==== Source passage ====

The Repeal of Obamacare Act now proceeds to the Senate for consideration.
Op-Ed from Virginia Foxx:
Defending Obamacare Failures Places Jobs at Stake
By Representative Virginia Foxx
The President put the economy on notice when he signed Obamacare into law in 2010 with zero bipartisan support, and over the objections of the vast majority of Americans.
Though not fully implemented, Obamacare has already proved crushing to the economy and broken its promises to spur immediate job creation, lessen the deficit, not raise taxes, allow people the choice to keep their current health plans, and reduce health care costs for individuals and families.
Today, premium costs are up over $1,000 per family, 20 million are at risk of losing their current health insurance (i.e. the Doctors they “like” and would prefer to keep), 48% of businesses aren’t hiring to brace for rising health care costs and latent tax increases – which will amount to an $813 billion hit on middle class families and job creators, and by 2021, the Congressional Budget Office estimates there will be 800,000 fewer jobs because of the President’s health law. In addition, Obamacare’s cost projections have ballooned from $938 billion to $2.6 trillion over the next decade.
Republicans in the House will not stand by and let this happen, nor tolerate the defense of such epic failure. We have voted time and again to repeal, defund, and dismantle Obamacare, and we’ve been successful in halting three of its programs and cutting $305 million from the IRS’s budget to implement some of the law’s tax provisions. And we must not stop in this effort until the remainder of the law is sent to the ash heap of history where the American people, and future generations, will be shielded from its costs.

====

# [Task item A]
Reproduce the Obamacare op-ed word for word from "Republicans in the" up to and including "from its costs.".
# [Task item B]
Write the next part of the Obamacare op-ed, starting right after its last sentence.
The data is separate from the Obamacare op-ed.

==== Available data ====

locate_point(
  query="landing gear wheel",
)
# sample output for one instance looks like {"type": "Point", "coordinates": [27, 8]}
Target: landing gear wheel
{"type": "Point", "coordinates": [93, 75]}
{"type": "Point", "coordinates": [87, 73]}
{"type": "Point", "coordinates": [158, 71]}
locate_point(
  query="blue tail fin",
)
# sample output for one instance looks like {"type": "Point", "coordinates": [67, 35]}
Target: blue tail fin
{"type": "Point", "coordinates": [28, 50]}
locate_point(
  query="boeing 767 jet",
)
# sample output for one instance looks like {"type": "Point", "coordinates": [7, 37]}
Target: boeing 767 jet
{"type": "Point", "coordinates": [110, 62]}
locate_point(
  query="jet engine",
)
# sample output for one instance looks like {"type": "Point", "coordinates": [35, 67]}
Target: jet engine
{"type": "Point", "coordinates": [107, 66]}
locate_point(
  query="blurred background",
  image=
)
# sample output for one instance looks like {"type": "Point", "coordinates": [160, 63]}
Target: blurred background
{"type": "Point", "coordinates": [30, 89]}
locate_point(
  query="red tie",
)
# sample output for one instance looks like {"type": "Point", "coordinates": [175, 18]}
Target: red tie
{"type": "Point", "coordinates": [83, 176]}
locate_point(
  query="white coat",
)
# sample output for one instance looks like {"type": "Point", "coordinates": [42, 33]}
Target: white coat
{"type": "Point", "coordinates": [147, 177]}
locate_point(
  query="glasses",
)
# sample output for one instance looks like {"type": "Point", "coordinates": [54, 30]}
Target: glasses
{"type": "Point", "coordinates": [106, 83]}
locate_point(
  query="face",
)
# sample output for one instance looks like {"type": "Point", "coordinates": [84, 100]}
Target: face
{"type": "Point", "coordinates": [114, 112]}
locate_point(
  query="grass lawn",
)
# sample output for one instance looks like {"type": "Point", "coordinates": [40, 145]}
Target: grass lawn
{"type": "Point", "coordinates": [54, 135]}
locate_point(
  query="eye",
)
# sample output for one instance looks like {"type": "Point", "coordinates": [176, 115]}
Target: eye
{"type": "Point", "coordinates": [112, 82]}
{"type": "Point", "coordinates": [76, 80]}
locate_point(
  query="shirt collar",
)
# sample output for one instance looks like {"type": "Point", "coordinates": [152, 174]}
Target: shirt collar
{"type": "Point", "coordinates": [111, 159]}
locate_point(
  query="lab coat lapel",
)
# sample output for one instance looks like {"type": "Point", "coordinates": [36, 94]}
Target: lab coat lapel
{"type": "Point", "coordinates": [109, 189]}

====

# [Exercise response A]
Republicans in the House will not stand by and let this happen, nor tolerate the defense of such epic failure. We have voted time and again to repeal, defund, and dismantle Obamacare, and we’ve been successful in halting three of its programs and cutting $305 million from the IRS’s budget to implement some of the law’s tax provisions. And we must not stop in this effort until the remainder of the law is sent to the ash heap of history where the American people, and future generations, will be shielded from its costs.

# [Exercise response B]
The Supreme Court definitively ruled last month that Obamacare’s unprecedented individual insurance mandate is, in fact, a tax, despite promises to the contrary and assurances that the middle class would be spared from any such increases under an Obama Administration. To levy this middle class tax increase in the middle of a recession is mind-boggling since the President rightly said in 2009, “the last thing you want to do is raise taxes in the middle of a recession because that would…take more demand out of the economy and put businesses in a further hole.” As if to prove his point, June’s unemployment figures show the effect imminent taxes have on an already ailing economy and provide every incentive to scrap Obamacare and begin fresh with real health care reform that recognizes the importance of a strong job market in ensuring health security for the American people.
Obamacare helped bring us the longest stretch of high unemployment since the Great Depression. Therefore, should we not take a different tack? The plurality of Americans who believe Obamacare will hurt the economy and the 53% of all political persuasions who favor the repeal of Obamacare certainly seem to think so. Add to them the twenty-six states that challenged Obamacare’s constitutionality and Florida, Texas, South Carolina, Mississippi, Louisiana, and Wisconsin that have already indicated their unwillingness to shoulder the law’s cost burdens by implementing its prescribed state Medicaid expansion.
Health care reform is critically important, but the federal government has failed as its champion by attempting to supplant the role of doctors and patients in the health care relationship in naming itself and its bureaucrats as the unquestionable arbiters of patient care. It is out of respect for this relationship and for the hard-fought earnings of taxpayers that I cast my 32nd vote to repeal Obamacare this week. If we are serious about removing barriers to job creation, growing the economy, and sparing the American people the weight of massive new taxes, supporting the full repeal of Obamacare is critical.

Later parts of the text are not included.